# Your objective:
Copy out verbatim the part of the listing below starting at the line containing "cheek patch. Return only the coordinates." and ending at the line containing "(1003, 196)", both included. Return only those lines.
........
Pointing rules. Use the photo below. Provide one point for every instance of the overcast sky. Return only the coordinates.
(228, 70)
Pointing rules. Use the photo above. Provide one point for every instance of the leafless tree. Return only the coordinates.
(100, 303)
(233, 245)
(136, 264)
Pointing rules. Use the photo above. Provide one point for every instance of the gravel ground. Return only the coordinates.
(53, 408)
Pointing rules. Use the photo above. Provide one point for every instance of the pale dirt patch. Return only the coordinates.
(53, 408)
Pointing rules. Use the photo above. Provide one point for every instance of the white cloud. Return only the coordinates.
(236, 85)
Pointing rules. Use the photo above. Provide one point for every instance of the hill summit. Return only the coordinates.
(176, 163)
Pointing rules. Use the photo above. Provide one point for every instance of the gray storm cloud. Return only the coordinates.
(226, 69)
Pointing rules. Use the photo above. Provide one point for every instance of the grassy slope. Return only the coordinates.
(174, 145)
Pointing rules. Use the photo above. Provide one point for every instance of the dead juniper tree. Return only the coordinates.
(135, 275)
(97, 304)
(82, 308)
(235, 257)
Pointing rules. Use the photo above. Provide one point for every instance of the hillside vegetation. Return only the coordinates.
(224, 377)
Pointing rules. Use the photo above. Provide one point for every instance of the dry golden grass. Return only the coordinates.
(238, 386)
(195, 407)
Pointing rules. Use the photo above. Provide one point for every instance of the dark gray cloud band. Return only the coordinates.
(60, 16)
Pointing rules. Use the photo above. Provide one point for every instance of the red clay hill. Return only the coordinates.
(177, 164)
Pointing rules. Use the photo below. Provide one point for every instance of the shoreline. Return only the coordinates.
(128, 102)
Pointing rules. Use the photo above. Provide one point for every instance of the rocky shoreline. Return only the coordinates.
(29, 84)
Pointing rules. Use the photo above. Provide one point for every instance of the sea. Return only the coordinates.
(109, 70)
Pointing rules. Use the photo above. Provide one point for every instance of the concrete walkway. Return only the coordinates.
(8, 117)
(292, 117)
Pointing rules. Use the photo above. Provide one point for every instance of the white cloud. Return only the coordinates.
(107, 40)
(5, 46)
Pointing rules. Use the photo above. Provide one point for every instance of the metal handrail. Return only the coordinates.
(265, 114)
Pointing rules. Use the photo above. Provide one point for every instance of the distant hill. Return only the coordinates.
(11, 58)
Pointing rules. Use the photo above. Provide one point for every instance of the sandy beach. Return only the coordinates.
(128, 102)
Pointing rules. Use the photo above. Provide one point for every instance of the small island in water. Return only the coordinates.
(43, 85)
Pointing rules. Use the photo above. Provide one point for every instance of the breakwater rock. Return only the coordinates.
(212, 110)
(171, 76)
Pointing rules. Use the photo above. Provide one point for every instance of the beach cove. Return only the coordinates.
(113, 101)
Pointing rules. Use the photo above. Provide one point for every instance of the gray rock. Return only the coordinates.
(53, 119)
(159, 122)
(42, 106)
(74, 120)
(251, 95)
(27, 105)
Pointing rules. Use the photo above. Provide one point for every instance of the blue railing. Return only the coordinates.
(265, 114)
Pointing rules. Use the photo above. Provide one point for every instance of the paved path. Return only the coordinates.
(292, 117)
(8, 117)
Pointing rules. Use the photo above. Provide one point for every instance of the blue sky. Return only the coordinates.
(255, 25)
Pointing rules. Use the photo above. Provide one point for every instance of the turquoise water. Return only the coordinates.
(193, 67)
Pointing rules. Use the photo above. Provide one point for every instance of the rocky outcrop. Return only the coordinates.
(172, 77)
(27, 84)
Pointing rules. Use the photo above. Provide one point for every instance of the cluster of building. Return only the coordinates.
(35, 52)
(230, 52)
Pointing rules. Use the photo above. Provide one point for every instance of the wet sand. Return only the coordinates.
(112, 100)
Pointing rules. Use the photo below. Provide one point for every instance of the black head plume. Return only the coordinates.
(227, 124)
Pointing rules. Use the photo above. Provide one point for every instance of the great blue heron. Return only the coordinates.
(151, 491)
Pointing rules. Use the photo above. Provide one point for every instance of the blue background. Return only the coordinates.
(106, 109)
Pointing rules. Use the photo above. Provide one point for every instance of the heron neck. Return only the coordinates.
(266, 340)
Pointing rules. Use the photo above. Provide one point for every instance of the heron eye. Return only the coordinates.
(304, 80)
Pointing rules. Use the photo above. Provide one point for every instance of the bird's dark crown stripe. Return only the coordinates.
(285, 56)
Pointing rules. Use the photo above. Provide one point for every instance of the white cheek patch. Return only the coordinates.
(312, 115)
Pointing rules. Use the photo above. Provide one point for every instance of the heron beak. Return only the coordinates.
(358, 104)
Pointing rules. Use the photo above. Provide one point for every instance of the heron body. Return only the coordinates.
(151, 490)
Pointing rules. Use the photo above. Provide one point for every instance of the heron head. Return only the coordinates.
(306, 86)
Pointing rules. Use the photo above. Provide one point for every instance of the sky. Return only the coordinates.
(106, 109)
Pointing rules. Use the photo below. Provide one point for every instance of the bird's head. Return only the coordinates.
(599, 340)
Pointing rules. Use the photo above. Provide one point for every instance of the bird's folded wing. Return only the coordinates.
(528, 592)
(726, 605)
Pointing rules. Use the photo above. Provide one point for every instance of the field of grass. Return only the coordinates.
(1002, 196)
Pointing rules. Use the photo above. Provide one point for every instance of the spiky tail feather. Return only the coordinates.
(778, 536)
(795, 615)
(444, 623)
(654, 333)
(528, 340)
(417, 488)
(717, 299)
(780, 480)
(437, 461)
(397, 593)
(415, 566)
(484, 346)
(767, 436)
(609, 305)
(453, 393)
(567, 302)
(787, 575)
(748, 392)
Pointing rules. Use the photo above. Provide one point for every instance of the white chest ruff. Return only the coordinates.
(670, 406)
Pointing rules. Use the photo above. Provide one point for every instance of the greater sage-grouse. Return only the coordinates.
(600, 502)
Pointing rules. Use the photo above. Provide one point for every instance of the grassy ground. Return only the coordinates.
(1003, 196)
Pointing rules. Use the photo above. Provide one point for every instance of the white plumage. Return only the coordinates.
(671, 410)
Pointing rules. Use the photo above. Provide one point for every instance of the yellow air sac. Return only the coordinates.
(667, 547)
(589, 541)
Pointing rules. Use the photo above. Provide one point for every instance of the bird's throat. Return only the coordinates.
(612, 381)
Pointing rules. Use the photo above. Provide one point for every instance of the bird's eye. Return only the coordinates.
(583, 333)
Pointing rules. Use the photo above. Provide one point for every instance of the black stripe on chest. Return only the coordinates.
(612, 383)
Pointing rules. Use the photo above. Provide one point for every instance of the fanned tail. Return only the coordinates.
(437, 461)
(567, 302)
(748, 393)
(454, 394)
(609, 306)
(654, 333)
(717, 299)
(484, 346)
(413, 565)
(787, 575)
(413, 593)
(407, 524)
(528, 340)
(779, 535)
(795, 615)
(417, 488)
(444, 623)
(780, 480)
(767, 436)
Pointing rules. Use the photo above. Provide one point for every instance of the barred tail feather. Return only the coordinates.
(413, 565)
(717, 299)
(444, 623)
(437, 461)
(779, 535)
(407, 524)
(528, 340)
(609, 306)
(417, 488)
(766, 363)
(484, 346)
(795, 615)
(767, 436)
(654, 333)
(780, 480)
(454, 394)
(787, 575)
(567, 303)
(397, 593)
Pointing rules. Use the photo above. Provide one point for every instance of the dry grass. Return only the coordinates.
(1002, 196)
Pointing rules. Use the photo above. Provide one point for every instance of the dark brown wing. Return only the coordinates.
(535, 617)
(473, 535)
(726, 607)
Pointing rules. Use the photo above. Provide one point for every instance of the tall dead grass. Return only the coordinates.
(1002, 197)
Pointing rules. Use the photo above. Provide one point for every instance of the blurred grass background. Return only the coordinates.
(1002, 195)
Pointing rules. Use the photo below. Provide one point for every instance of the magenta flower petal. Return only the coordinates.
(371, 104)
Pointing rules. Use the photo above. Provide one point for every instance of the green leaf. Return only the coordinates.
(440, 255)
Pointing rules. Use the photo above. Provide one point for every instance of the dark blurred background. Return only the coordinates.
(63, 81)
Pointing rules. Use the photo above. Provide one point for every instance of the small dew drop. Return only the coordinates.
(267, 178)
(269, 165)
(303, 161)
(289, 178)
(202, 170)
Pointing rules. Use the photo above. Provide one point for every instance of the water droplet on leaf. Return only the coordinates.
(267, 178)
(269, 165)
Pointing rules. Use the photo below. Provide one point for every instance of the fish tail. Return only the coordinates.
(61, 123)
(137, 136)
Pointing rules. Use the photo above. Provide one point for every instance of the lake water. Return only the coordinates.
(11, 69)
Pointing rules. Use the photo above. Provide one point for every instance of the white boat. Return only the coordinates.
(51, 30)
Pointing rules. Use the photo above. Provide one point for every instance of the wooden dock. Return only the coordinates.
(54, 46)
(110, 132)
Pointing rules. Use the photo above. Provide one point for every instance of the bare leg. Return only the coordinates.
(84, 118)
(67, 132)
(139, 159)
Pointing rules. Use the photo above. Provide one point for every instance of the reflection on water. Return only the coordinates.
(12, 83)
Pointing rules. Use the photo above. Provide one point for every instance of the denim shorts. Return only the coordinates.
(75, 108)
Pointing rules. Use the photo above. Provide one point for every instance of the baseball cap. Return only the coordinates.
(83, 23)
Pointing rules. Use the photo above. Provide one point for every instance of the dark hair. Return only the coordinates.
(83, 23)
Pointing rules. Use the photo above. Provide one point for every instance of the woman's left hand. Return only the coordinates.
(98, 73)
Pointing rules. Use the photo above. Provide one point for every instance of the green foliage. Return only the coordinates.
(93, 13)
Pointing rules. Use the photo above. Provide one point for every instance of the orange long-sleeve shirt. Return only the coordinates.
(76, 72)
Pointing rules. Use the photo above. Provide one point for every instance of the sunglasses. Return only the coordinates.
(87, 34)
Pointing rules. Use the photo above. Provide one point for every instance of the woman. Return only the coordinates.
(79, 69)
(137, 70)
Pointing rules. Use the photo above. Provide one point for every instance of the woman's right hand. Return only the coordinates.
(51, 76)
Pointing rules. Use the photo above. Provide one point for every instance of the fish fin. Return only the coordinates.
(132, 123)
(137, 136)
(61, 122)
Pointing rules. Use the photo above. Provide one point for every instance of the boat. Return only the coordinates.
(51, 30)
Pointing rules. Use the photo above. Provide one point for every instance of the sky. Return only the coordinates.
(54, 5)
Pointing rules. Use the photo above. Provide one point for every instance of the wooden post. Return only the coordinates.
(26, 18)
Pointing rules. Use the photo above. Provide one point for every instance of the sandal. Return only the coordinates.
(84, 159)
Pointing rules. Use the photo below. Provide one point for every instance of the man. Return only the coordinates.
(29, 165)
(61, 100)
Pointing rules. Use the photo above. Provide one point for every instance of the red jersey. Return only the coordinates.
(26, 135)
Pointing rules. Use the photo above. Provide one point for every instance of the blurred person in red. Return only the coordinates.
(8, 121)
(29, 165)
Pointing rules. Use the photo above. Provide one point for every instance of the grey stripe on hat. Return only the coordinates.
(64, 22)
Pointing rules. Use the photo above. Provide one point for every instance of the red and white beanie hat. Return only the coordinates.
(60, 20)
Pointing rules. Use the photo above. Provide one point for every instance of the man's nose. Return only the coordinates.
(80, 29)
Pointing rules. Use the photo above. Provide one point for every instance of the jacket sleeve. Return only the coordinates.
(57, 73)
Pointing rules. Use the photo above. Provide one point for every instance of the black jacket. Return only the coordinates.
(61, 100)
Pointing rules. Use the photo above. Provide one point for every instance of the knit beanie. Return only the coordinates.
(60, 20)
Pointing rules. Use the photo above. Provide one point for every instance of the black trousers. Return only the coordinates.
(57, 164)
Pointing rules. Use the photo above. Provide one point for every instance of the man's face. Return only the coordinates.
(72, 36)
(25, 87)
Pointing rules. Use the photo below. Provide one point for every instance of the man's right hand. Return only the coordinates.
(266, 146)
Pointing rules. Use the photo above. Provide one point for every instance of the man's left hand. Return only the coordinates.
........
# Exercise response:
Pointing rules. Use the photo above. Provide one point for every instance of the white cheek patch. Return only the coordinates.
(312, 115)
Pointing rules. Use the photo above. Provide one point for every instance of the heron beak. Return only the coordinates.
(358, 104)
Pointing rules. Use the photo above. Provide one point for every instance of the heron body. Return only the coordinates.
(151, 490)
Pointing rules. Use the photo above. Provide one point for every instance of the heron head. Return only the coordinates.
(306, 86)
Pointing rules. Use the photo above. Provide one point for every instance of the sky. Return only the coordinates.
(106, 109)
Pointing rules. Use the photo below. Provide one point for every instance of the bird's head. Return only the coordinates.
(599, 340)
Pointing rules. Use the photo above. Provide one point for every instance of the bird's folded wing. Return only the coordinates.
(528, 592)
(726, 605)
Pointing rules. Use the photo above. Provide one point for every instance of the field of grass. Return only the coordinates.
(1002, 196)
Pointing rules. Use the photo above. Provide one point for every instance of the spiky tail feather. Return only the coordinates.
(778, 536)
(795, 615)
(444, 623)
(654, 333)
(528, 340)
(417, 488)
(717, 299)
(780, 480)
(437, 461)
(397, 593)
(415, 566)
(484, 346)
(767, 436)
(609, 305)
(453, 393)
(567, 302)
(787, 575)
(748, 392)
Pointing rules. Use the photo above. Provide one point for every instance of the white chest ruff. Return only the coordinates.
(670, 406)
Pointing rules. Use the photo above. Provide one point for every instance of the greater sage-grouse. Return only the coordinates.
(600, 502)
Pointing rules. Use the photo above. Provide one point for every instance of the grassy ground. Return only the coordinates.
(1003, 196)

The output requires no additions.